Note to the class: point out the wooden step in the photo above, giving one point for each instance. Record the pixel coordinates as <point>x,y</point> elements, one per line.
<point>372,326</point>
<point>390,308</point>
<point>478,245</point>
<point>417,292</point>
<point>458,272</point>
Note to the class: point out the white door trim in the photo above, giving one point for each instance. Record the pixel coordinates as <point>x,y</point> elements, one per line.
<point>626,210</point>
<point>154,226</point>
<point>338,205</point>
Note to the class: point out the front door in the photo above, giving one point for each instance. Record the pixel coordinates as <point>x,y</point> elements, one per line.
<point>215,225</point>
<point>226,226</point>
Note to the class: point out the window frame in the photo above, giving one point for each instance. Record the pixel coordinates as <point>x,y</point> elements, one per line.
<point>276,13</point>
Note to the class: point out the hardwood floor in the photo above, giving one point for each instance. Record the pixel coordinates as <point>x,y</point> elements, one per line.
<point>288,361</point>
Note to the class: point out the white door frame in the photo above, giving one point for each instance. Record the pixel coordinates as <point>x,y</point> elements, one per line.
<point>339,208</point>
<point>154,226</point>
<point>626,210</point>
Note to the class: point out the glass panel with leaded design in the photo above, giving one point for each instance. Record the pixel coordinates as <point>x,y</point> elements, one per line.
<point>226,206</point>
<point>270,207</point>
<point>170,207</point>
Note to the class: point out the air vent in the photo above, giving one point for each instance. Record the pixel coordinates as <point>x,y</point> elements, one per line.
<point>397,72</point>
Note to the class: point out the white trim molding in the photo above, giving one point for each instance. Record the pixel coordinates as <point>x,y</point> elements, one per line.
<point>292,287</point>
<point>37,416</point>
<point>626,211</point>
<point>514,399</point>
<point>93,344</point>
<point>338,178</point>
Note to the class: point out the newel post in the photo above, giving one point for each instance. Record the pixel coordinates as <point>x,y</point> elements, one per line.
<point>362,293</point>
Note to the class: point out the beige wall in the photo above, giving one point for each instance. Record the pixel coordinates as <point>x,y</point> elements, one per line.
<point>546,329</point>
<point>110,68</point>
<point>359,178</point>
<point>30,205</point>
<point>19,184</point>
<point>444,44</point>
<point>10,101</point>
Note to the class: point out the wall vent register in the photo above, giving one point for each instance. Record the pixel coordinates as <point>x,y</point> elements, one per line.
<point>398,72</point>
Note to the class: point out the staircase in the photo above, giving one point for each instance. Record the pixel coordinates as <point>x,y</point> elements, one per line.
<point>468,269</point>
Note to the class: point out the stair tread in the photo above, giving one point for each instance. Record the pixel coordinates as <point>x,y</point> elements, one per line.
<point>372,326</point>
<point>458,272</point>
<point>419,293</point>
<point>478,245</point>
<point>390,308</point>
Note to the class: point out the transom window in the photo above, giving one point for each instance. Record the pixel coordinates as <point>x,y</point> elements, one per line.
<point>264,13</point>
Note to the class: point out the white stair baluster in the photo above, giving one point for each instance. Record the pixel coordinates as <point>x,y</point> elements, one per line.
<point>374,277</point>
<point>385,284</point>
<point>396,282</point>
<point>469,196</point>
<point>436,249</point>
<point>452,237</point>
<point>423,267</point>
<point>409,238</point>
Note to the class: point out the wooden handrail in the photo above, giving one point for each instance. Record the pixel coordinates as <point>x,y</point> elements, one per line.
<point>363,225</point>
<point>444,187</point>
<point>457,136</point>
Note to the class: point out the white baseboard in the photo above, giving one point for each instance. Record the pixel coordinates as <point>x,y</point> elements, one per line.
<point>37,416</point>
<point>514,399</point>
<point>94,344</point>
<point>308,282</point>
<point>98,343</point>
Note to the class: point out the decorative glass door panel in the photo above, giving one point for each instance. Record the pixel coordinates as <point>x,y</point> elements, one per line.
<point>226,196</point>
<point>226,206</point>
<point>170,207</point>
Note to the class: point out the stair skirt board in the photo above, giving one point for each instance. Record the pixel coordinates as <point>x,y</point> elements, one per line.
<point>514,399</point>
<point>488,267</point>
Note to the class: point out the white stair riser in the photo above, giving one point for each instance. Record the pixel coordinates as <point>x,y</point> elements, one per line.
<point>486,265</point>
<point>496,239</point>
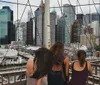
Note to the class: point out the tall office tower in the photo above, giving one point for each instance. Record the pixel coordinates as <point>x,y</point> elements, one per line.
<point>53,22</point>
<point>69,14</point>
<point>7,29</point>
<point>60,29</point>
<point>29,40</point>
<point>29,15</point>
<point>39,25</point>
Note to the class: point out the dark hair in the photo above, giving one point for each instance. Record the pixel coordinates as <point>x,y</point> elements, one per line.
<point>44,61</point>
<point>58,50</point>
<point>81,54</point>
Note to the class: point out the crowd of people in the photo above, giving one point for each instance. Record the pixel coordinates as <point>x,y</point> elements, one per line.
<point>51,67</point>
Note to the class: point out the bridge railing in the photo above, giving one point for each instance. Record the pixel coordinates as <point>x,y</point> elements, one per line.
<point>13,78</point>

══════════

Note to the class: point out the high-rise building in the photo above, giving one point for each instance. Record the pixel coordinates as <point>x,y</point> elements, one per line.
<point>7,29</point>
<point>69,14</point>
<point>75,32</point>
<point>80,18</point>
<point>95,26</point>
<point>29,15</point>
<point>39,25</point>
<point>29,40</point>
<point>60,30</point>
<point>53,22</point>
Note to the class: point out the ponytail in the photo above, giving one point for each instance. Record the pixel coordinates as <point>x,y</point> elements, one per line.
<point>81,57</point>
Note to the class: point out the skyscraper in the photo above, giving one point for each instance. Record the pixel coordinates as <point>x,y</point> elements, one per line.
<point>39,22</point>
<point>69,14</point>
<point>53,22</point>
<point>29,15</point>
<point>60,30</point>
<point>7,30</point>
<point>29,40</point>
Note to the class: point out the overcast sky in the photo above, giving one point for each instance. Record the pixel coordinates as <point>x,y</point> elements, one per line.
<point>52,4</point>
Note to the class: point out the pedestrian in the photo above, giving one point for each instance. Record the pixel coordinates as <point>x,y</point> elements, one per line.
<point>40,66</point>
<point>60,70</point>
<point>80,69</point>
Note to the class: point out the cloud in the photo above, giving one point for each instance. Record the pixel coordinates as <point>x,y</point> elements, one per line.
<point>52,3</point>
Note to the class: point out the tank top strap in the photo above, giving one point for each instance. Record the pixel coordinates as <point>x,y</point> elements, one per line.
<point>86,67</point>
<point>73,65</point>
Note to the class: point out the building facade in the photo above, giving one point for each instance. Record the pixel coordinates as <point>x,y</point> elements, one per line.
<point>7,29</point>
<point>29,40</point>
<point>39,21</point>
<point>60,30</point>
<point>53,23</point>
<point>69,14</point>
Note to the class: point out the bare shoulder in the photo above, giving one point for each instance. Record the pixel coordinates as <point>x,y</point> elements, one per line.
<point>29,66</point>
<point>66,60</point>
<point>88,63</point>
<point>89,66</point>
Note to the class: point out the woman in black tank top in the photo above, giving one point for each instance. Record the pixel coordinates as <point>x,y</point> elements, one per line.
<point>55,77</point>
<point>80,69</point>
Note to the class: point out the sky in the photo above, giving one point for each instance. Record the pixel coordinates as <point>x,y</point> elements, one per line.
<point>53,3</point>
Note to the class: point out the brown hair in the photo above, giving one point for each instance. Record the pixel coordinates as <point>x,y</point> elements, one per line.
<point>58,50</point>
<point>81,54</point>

══════════

Given exercise: Please recast the rows between the line holding "Note to the class: point out the wooden step" and the line holding "<point>226,226</point>", inclusive, as a JSON list of strings with one string per line and blank lines left out.

Result:
[
  "Note to the class: point out the wooden step in the photo above, giving one point for each instance. Record the pixel coordinates as <point>x,y</point> elements, one per line.",
  "<point>372,326</point>",
  "<point>390,308</point>",
  "<point>478,245</point>",
  "<point>417,292</point>",
  "<point>458,272</point>",
  "Note to the class: point out the white door trim in the photo above, giving one point for each instance. Record the pixel coordinates as <point>x,y</point> elements, one per line.",
  "<point>626,210</point>",
  "<point>154,226</point>",
  "<point>338,205</point>",
  "Note to the class: point out the front door in the photo above, giving one point for each instance. Record the pixel coordinates as <point>x,y</point> elements, one per line.",
  "<point>215,225</point>",
  "<point>226,226</point>"
]